■ Exercise prompt ■
Every record is to be returned as written, with no omissions.

■ Information given ■

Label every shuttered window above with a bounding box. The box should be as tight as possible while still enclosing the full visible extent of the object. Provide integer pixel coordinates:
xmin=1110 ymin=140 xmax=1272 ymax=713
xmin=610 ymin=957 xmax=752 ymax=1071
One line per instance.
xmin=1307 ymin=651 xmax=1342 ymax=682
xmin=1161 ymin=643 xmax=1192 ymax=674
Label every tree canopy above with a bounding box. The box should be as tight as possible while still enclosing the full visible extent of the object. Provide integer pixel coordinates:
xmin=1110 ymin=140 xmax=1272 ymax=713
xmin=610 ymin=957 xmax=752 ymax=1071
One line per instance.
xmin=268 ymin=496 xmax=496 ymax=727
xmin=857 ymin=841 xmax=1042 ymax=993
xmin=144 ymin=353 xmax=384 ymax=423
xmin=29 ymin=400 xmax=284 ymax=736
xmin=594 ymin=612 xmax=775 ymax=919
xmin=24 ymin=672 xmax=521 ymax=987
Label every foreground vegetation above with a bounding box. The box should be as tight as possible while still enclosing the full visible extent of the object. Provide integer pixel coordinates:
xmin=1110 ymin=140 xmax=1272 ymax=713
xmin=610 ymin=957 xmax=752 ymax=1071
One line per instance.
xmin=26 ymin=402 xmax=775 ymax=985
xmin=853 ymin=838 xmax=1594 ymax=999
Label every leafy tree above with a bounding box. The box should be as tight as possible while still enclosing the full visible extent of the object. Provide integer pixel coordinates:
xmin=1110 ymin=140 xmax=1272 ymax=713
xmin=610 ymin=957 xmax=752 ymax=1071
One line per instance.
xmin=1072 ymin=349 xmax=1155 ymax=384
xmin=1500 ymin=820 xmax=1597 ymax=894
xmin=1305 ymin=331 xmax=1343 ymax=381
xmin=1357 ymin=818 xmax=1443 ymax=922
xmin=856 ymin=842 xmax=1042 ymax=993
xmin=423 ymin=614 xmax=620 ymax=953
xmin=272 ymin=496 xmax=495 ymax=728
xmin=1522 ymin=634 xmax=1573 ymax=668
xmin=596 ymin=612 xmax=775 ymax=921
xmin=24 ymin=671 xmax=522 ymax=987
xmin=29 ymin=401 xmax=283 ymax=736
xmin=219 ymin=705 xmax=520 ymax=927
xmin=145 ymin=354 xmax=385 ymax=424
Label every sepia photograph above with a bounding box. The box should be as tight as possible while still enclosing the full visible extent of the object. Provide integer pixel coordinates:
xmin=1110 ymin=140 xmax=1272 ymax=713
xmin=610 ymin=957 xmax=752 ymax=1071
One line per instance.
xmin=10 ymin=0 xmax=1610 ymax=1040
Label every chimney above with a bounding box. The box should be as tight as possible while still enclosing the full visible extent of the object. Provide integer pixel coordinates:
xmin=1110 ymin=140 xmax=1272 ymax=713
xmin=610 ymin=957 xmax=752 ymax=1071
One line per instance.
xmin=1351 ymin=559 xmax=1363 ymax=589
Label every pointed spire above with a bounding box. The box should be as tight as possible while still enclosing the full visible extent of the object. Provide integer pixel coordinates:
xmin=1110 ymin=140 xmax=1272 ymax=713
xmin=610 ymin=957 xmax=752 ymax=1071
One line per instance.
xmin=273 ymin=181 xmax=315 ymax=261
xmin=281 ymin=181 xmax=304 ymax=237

■ Written answer ■
Label every shuttered window above with a bounding box. The box should be as tight as possible while still enclosing the full visible extent of the object. Provide integer pixel coordinates:
xmin=1110 ymin=140 xmax=1272 ymax=713
xmin=610 ymin=957 xmax=752 ymax=1071
One line per instance.
xmin=1307 ymin=651 xmax=1342 ymax=682
xmin=1161 ymin=643 xmax=1192 ymax=674
Label every tree canopy above with a bounding box. The box should be as tight as possible while still enclosing the full visible extent of the object. Provide integer pixel coordinates:
xmin=1110 ymin=140 xmax=1272 ymax=713
xmin=610 ymin=957 xmax=752 ymax=1071
One line per instance.
xmin=268 ymin=496 xmax=496 ymax=727
xmin=857 ymin=841 xmax=1042 ymax=993
xmin=144 ymin=353 xmax=384 ymax=423
xmin=29 ymin=400 xmax=284 ymax=736
xmin=594 ymin=612 xmax=775 ymax=919
xmin=24 ymin=672 xmax=521 ymax=987
Label every foreground vegetation above with a bounding box. The box should be as tight as possible while still enclosing the full visible extent of the object. Provide integer pixel coordinates:
xmin=1110 ymin=140 xmax=1272 ymax=713
xmin=610 ymin=957 xmax=752 ymax=1071
One line per instance.
xmin=26 ymin=402 xmax=775 ymax=985
xmin=853 ymin=838 xmax=1594 ymax=999
Label every leafy tree above with a bounding box. The box should be as tight as possible while still enclosing the full visible extent of the object. Provide integer pixel coordinates:
xmin=1110 ymin=140 xmax=1272 ymax=713
xmin=610 ymin=957 xmax=752 ymax=1071
One line per instance.
xmin=1072 ymin=349 xmax=1155 ymax=384
xmin=1500 ymin=820 xmax=1597 ymax=894
xmin=1305 ymin=331 xmax=1343 ymax=381
xmin=1357 ymin=818 xmax=1443 ymax=922
xmin=856 ymin=842 xmax=1042 ymax=993
xmin=423 ymin=614 xmax=620 ymax=953
xmin=272 ymin=496 xmax=495 ymax=728
xmin=1522 ymin=634 xmax=1573 ymax=668
xmin=596 ymin=612 xmax=775 ymax=921
xmin=24 ymin=671 xmax=522 ymax=987
xmin=29 ymin=401 xmax=283 ymax=736
xmin=219 ymin=705 xmax=520 ymax=927
xmin=145 ymin=354 xmax=385 ymax=424
Label every sepia photograph above with a bounding box. The box should be as tight as possible while still enclosing the full visible extent of the object. Provide integer pixel coordinates:
xmin=1110 ymin=140 xmax=1272 ymax=713
xmin=610 ymin=957 xmax=752 ymax=1071
One line per instance.
xmin=10 ymin=0 xmax=1610 ymax=1040
Label every chimney above with a bounding box. The box should be as tight as possible while still enclosing the full visible extent of the object. Provide integer pixel coordinates:
xmin=1110 ymin=140 xmax=1272 ymax=713
xmin=610 ymin=957 xmax=752 ymax=1071
One line per instance.
xmin=1351 ymin=559 xmax=1363 ymax=589
Label every pointed spire above with a bounding box. The box should be as tight as possible while still enclosing the full visible extent of the object. Provide integer pixel coordinates:
xmin=1110 ymin=140 xmax=1272 ymax=713
xmin=610 ymin=957 xmax=752 ymax=1071
One line per instance.
xmin=273 ymin=181 xmax=315 ymax=261
xmin=281 ymin=181 xmax=304 ymax=237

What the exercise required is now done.